▶ _Text for analysis_

Posted: Wednesday, July 23, 2008 12:00 am
Beginning this summer, the Oregon State Police Fish and Wildlife Division will embark on a two-year pilot wildlife forensics investigation program funded with $25,000 donated by Oregon hunting organizations, including $17,800 from the Oregon Hunters Association.
The ability for Oregon State Police to include DNA analysis in their investigations will be a significant additional tool for apprehending and successfully prosecuting poachers and others who break laws designed to protect wildlife.
Although the Oregon State Police has a forensics lab, it does not do wildlife DNA work. The U.S. Fish and Wildlife Service maintains a wildlife forensics lab in Ashland, but because of its heavy workload is unable to regularly assist OSP in their investigations.
An example of a situation where DNA analysis will help OSP in boosting prosecutions would be when meat or other animal parts are found in the possession of a poaching suspect. By comparing DNA samples from the animal parts with those taken from the illegally killed animal at the scene, investigating officers can tell whether they are both one and the same animal.
To implement the pilot project, OSP has signed an agreement with Idaho Fish and Game, which has a wildlife forensics laboratory in Caldwell, Idaho. Over the course of the next two years, scientists at the lab will conduct DNA analysis on evidence that OSP officers provide them and charge on a per case basis. Idaho Fish and Game also has supplied OSP with DNA collection kits to help officers gather the needed evidence for analysis.
"Our plan is to put the word out that we have this technology at our disposal," said OSP Fish and Wildlife Division officer Lt. Dave Cleary. "It's going to help when it comes to people who aren't cooperating with an investigation and we have DNA evidence that ties them to a crime scene."
The idea for a wildlife forensics investigation program originated in 2007 when Rick Williams, vice president of the Oregon Hunters Association and George Houston, president of the Oregon Chapter of the Foundation for North American Wild Sheep, began discussing how their organizations could help the Oregon State Police in their wildlife violations investigations in the wake of an illegal killing of a bighorn sheep in Malheur County.
"OSP told us that helping them develop a way to collect and analyze DNA evidence would be the best way to help them prosecute the most people and give the most bang for the buck," Williams said.

▶ _Task brief_
In two sentences, what does the article on Oregon's wildlife DNA pilot program report? The lines after this point are separate material, unrelated to the article.

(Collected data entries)

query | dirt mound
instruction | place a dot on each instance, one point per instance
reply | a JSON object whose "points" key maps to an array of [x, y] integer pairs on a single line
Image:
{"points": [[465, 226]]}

▶ _Exercise output_
The Oregon State Police Fish and Wildlife Division is starting a two-year pilot wildlife forensics program, funded with $25,000 from Oregon hunting organizations, that adds DNA analysis as a tool for catching and prosecuting poachers. Because the OSP lab does no wildlife DNA work and the busy U.S. Fish and Wildlife Service lab in Ashland cannot regularly help, OSP has an agreement with Idaho Fish and Game, whose Caldwell lab will analyze evidence for a per-case fee and has supplied DNA collection kits.